------ Excerpted data ------
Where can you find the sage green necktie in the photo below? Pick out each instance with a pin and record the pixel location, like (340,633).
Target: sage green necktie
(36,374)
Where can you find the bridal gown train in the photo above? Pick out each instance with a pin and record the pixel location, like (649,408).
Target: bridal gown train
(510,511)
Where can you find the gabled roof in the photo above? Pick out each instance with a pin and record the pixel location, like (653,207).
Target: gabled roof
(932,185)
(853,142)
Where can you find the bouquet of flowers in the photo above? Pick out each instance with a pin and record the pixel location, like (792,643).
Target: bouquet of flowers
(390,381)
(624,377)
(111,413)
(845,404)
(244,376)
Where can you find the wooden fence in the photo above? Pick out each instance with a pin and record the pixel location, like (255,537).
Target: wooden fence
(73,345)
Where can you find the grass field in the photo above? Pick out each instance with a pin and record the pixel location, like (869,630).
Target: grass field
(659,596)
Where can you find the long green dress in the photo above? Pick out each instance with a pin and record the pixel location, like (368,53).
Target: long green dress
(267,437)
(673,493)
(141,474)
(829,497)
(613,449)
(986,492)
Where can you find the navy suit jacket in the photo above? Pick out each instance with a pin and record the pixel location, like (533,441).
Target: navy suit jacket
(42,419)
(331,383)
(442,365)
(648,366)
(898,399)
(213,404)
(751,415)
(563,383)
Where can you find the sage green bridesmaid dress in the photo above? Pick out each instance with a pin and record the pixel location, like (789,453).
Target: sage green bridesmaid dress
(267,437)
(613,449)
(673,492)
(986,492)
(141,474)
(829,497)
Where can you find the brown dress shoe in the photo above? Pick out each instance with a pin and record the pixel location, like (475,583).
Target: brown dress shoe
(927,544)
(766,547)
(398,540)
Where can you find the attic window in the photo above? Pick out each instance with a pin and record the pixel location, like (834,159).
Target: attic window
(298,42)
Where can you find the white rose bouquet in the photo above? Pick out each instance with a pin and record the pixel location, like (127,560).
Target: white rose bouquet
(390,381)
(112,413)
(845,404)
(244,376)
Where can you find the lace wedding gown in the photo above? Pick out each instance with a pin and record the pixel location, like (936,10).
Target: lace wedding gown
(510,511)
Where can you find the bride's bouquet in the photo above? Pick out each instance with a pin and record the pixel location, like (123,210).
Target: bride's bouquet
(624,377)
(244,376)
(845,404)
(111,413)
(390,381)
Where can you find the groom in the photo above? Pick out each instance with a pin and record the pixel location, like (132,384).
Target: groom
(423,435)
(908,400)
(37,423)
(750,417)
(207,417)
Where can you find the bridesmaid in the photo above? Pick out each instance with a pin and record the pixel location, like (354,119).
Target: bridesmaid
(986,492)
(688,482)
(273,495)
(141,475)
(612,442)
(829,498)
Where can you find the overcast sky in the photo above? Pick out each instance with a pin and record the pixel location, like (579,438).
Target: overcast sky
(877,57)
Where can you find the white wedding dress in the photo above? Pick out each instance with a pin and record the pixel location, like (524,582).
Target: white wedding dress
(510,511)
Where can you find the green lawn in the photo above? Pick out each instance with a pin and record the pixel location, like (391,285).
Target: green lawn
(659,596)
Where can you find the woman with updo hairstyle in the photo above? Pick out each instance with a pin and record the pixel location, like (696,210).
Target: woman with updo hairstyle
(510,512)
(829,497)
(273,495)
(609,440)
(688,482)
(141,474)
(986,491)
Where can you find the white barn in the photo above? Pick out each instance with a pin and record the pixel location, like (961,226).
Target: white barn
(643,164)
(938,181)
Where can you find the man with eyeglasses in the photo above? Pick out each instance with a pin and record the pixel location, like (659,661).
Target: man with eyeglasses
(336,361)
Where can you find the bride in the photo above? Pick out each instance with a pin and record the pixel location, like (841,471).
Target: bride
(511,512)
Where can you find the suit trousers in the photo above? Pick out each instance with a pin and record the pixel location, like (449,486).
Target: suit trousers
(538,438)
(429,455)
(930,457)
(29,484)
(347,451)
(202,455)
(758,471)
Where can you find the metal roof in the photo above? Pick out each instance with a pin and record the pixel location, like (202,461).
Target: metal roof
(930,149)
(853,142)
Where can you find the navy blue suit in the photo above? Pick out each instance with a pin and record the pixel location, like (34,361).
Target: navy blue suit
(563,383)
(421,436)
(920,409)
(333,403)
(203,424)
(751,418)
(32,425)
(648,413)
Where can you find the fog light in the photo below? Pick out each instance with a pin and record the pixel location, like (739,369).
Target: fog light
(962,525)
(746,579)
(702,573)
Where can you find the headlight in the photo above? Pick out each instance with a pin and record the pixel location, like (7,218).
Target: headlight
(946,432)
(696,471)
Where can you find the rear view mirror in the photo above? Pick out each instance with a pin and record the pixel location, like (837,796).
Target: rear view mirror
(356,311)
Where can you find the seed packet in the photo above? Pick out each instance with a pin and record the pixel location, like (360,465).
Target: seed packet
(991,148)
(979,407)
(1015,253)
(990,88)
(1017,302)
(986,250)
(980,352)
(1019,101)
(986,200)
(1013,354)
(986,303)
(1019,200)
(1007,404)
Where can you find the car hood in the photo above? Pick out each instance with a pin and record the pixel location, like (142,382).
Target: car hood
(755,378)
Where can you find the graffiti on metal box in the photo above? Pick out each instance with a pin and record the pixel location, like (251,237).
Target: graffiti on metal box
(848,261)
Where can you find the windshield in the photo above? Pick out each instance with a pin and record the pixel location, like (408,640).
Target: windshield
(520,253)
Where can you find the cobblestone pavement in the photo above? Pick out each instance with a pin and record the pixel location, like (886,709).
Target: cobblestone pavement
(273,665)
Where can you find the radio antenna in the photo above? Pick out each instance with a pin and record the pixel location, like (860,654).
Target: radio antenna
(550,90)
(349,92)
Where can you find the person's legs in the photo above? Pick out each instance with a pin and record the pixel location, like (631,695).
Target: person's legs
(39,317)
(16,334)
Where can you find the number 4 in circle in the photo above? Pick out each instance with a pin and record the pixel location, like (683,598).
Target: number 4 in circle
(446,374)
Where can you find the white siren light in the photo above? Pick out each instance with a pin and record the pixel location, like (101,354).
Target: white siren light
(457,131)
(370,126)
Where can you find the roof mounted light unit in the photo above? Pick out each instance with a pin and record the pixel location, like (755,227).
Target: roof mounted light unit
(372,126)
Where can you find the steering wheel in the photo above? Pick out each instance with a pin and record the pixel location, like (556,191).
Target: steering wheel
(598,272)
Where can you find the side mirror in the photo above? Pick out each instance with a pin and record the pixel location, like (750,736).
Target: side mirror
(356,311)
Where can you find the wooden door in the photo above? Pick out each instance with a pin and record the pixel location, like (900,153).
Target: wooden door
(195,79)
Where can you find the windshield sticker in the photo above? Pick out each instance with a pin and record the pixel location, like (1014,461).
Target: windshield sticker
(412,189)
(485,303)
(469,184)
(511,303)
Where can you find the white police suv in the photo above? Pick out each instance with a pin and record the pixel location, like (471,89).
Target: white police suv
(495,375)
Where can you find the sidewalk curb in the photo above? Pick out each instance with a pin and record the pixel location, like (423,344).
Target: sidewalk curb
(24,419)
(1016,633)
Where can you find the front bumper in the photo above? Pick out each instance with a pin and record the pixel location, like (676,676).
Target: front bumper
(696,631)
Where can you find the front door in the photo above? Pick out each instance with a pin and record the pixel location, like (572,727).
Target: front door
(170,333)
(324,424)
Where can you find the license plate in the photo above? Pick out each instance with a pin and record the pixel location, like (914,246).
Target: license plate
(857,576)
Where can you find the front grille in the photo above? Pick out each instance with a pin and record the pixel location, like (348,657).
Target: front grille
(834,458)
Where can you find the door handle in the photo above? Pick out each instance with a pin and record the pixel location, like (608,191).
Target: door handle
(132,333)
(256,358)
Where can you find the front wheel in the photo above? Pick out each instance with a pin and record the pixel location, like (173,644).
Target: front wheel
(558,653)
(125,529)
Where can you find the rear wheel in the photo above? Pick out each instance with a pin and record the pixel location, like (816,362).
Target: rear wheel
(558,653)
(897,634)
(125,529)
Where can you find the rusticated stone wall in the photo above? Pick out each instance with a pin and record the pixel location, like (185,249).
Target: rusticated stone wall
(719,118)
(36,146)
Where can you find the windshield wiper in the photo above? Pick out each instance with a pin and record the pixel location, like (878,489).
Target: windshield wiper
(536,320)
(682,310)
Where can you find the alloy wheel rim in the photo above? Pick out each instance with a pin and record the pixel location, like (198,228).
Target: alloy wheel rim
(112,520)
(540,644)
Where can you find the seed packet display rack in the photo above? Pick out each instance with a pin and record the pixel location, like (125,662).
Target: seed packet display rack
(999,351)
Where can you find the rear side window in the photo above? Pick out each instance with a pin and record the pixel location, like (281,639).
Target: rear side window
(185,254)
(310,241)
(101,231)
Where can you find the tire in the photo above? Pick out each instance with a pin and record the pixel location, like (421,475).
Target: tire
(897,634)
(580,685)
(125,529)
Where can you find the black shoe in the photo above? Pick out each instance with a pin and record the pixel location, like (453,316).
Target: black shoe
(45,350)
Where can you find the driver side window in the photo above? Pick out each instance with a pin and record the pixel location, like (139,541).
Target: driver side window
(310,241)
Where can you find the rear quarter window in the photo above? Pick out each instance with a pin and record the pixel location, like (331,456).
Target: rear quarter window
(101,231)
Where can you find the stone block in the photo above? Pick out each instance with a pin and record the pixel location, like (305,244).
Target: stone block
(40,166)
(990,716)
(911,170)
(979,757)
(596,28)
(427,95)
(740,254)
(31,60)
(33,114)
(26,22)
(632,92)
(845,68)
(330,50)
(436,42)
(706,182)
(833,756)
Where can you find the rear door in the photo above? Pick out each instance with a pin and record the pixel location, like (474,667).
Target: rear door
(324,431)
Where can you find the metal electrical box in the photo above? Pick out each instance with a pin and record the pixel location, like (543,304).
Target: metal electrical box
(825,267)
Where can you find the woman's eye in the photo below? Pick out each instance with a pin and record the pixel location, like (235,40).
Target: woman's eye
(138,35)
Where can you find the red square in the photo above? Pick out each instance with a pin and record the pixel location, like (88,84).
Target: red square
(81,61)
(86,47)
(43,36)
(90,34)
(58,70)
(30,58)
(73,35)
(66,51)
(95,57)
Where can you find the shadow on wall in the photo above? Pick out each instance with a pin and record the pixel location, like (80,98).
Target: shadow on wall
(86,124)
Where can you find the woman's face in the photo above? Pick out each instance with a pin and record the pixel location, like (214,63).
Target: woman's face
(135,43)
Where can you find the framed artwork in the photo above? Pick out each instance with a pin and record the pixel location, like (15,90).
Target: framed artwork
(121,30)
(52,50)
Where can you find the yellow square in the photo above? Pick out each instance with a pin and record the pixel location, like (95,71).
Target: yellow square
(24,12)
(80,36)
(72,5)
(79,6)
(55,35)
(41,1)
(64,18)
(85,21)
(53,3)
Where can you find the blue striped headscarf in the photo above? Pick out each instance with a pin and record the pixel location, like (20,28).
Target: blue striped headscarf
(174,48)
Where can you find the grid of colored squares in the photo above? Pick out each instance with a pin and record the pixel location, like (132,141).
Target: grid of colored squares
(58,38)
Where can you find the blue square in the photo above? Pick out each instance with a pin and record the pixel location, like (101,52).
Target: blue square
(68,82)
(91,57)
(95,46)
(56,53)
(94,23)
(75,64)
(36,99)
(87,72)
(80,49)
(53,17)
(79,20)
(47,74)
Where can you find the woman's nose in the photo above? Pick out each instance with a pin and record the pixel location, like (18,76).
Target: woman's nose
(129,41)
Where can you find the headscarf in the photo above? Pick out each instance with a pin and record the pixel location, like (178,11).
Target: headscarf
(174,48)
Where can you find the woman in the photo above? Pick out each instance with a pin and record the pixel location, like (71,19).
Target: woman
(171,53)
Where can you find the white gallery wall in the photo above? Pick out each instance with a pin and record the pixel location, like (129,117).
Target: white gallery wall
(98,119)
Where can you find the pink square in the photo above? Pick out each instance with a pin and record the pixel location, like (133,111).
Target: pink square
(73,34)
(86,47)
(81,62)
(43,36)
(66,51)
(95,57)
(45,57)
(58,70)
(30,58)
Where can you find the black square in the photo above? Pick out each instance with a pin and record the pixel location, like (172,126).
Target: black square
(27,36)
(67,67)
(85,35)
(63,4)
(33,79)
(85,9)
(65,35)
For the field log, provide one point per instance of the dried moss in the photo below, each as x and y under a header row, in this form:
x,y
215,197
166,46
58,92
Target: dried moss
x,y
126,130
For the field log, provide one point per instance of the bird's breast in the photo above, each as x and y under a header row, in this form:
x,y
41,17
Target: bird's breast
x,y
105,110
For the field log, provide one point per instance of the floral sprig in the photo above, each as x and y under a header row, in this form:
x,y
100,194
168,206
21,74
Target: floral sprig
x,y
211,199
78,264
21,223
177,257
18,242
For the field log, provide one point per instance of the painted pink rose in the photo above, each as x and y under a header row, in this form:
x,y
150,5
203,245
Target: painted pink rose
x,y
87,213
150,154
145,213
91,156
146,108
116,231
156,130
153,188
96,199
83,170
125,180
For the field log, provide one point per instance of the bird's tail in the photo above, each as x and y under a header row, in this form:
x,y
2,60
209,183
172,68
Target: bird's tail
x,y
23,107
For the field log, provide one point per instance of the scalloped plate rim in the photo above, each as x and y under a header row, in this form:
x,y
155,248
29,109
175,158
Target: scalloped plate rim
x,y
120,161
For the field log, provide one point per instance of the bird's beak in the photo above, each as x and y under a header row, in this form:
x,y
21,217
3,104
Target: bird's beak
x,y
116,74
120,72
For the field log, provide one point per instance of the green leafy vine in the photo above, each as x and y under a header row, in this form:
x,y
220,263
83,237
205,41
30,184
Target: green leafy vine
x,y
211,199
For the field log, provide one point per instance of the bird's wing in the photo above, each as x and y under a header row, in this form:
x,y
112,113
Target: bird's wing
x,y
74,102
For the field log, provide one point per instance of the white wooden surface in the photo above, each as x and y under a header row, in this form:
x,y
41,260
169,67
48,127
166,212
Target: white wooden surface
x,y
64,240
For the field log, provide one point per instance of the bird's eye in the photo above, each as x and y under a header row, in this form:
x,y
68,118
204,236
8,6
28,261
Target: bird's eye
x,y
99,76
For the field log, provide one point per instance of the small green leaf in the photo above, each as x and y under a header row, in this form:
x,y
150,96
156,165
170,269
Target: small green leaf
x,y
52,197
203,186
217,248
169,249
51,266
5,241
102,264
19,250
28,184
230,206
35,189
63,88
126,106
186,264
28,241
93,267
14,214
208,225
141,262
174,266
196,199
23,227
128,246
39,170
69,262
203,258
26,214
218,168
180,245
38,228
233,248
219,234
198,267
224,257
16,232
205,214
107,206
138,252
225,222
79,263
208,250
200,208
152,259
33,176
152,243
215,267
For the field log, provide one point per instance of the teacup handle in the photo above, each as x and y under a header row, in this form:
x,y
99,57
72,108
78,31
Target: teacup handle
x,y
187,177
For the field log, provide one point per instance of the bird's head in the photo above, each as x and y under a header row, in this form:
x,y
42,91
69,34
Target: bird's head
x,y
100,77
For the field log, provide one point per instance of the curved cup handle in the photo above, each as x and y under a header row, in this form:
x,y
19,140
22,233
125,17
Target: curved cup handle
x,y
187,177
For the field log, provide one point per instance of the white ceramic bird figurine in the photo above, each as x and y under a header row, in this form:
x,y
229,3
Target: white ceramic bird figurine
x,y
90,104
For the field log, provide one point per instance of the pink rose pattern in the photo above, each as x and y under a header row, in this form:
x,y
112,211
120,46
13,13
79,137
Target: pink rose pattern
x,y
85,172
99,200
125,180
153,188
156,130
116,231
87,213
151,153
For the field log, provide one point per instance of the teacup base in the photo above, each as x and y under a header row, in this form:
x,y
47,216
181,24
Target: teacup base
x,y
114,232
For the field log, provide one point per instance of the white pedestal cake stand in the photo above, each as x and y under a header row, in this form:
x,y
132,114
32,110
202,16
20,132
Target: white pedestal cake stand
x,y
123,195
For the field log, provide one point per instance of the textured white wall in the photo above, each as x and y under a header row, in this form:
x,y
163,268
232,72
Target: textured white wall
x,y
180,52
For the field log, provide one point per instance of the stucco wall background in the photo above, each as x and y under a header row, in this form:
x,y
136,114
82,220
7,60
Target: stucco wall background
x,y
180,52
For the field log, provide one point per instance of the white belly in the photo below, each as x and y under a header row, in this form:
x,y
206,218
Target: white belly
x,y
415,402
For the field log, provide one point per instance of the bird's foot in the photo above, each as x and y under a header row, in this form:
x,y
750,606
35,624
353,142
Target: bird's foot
------
Which lines of the entries above contain the word "foot"? Copy each of them.

For the field log, provide one point per instance of the bird's foot in the photo above, each as x and y under a header row, in this form:
Target: bird's foot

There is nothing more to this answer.